Entries from a pointing dataset
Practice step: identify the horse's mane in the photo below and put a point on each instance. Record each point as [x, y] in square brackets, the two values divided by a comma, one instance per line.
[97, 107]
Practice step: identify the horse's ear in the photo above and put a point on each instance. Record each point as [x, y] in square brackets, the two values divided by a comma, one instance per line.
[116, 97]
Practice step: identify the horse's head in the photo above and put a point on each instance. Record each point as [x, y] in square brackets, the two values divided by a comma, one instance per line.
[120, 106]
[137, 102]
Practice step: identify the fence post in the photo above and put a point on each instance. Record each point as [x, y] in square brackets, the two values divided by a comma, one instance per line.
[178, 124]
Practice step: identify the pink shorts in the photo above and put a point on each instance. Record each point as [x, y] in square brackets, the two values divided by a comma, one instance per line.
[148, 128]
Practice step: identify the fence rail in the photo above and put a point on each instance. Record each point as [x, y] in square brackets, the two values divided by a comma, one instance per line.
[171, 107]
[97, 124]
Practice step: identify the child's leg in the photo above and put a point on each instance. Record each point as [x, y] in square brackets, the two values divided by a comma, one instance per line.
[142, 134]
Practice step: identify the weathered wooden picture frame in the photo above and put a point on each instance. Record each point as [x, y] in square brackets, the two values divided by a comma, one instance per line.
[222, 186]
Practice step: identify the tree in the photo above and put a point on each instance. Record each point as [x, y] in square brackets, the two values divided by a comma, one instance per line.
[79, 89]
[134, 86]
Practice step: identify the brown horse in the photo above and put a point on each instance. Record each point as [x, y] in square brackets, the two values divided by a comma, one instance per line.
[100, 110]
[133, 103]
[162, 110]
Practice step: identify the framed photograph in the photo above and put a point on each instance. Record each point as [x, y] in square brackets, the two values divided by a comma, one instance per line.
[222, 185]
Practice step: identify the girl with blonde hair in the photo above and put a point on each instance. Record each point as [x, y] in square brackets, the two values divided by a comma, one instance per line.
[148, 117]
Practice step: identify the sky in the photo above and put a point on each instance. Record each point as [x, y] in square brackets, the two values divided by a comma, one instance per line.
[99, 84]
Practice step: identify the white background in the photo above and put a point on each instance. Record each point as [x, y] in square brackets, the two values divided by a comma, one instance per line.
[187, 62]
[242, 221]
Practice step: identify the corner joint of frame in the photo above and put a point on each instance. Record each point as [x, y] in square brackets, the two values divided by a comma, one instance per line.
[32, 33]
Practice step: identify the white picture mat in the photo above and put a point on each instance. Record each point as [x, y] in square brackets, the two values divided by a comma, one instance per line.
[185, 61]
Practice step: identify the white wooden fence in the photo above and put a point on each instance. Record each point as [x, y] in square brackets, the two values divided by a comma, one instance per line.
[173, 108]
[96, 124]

▸ **WHAT IS BEING ASKED**
All of the records must be repeated exactly.

▸ **TASK RESPONSE**
Practice step: identify the horse's mane in the photo below and put a point on each instance. Record each point as [x, y] in square brackets, the two values divided by a comma, one instance per line.
[97, 107]
Practice step: identify the horse's ear in the photo above and put a point on each instance. Record each point as [x, y] in square brackets, the two values divided by a comma, one instance per line.
[116, 97]
Practice step: identify the horse's head in the photo above and put a point on each instance. Record each point as [x, y] in square brackets, the two values divided by a comma, one instance per line.
[120, 106]
[137, 102]
Practice step: identify the fence post in the photo above and put a point on each instance. Record each point as [x, y] in square brackets, the two values divided by a comma, one instance per line.
[178, 124]
Practice step: identify the pink shorts in the photo above and put a point on each instance. Record each point as [x, y] in square brackets, the two values divided by a comma, one instance per line.
[148, 128]
Practice step: identify the fence rail in the photo above and put a point on each instance. Record each point as [x, y] in square brackets, the two values divided by a comma, one instance per line.
[171, 107]
[97, 124]
Practice step: identify the child's leg in the photo above and put a point on each instance. Record each point as [x, y] in square brackets, the two values divided by a comma, one instance per line.
[142, 134]
Practice step: identify the weathered wooden picture frame in the photo above and put a point on each instance. Record each point as [x, y] in square brackets, the two values divided by a comma, one instance per line.
[222, 186]
Practice step: identify the tree in the photo above and put a point on each instance. Record each point as [x, y] in square brackets, the two values divided by a comma, one instance per line.
[79, 89]
[134, 86]
Practice step: identify the brown horse in the photo above and put a point on each instance. Record each point as [x, y] in square brackets, the two values divided by a comma, one instance per line.
[100, 110]
[133, 103]
[162, 110]
Practice step: identify the framed photograph in the photo above and put a point on each instance. Record each point as [x, y] in square brackets, the two values divided by a comma, one instance per line.
[222, 185]
Practice step: identify the girl with blonde hair in the photo above and put a point on each instance. Record each point as [x, y] in square brackets, the two values divided by a comma, one instance per line.
[148, 117]
Practice step: identify the sky in the photo above and put a point on each instance. Record each point as [x, y] in square brackets, the two values divided by a comma, one instance per line.
[99, 84]
Practice step: identify the white background in the photo above and put a point on each instance. Record each point as [x, y] in square brackets, the two values divided by a comma, one instance per line.
[187, 62]
[242, 221]
Practice step: identify the corner joint of frame in the photo above and put a point on each instance. Record each point as [x, y] in square brackets, the two values divided by a comma, one instance per line.
[32, 33]
Practice step: identify the white picture mat in the photo above and put a point on each instance. Record each point as [x, y] in square brackets, the two values divided by a comma, one instance per line.
[185, 61]
Practice step: identify the white wooden fence in the photo above and put a point on each instance. Record each point as [x, y] in square brackets, the two values divided by a comma, one instance per line.
[173, 108]
[96, 124]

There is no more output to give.